• SOURCE DOCUMENT:
........

I have a hard disk drive with two primary partitions:
sdc1 vfat
sdc2 Linux

Sector 0 (boot sector) of sdc1 seems to be damaged, so it cannot be mounted.
Testdisk in fact reported that the boot record of sdc1 was invalid, and the two copies of the FAT had been zeroed, but it could rebuild the boot sector of sdc1, and maybe the FAT too, as even the files and directories in the root of the file system could be listed in testdisk. It could not write them back to the hard disk, however, maybe due to physical damage of sector 0...

I thought I might copy sdc1 to sdc2, and repair it there (sdc2 was large enough and so far undamaged):
dd_rescue /dev/sdc1 /dev/sdc2

(dd found cca. 1000 bad blocks bellow 1G, but no bad blocks between 1G and 80G during copying)

........

• EXCERPTED RECORDS:
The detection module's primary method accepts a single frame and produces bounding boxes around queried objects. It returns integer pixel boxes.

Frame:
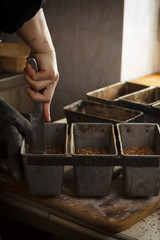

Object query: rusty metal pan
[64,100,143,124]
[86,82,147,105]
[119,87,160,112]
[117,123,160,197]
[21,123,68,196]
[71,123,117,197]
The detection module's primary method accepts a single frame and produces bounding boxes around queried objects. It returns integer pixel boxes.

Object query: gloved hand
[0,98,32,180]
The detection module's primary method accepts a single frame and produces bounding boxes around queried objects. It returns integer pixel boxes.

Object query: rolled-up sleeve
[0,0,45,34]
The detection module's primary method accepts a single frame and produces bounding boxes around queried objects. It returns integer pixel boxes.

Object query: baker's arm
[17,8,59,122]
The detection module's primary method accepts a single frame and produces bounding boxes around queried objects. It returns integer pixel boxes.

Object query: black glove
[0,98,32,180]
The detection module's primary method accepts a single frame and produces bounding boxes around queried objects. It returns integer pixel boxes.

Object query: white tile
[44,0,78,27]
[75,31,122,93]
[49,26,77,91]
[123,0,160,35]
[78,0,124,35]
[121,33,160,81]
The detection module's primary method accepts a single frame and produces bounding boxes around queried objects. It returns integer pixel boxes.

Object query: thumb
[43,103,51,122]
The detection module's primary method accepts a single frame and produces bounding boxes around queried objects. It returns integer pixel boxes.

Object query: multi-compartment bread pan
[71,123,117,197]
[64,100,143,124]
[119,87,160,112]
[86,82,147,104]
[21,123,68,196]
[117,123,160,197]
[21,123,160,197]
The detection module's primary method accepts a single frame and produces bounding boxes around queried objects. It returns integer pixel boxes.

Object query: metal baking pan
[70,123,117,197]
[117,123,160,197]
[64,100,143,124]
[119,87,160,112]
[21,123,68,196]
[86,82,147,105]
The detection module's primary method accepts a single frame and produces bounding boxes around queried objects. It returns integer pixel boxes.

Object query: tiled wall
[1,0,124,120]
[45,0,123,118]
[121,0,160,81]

........

Print the passage of the disk recovery post starting at "Sector 0 (boot" and ending at "of sector 0...". Work only from the disk recovery post; the records play no part.

Sector 0 (boot sector) of sdc1 seems to be damaged, so it cannot be mounted.
Testdisk in fact reported that the boot record of sdc1 was invalid, and the two copies of the FAT had been zeroed, but it could rebuild the boot sector of sdc1, and maybe the FAT too, as even the files and directories in the root of the file system could be listed in testdisk. It could not write them back to the hard disk, however, maybe due to physical damage of sector 0...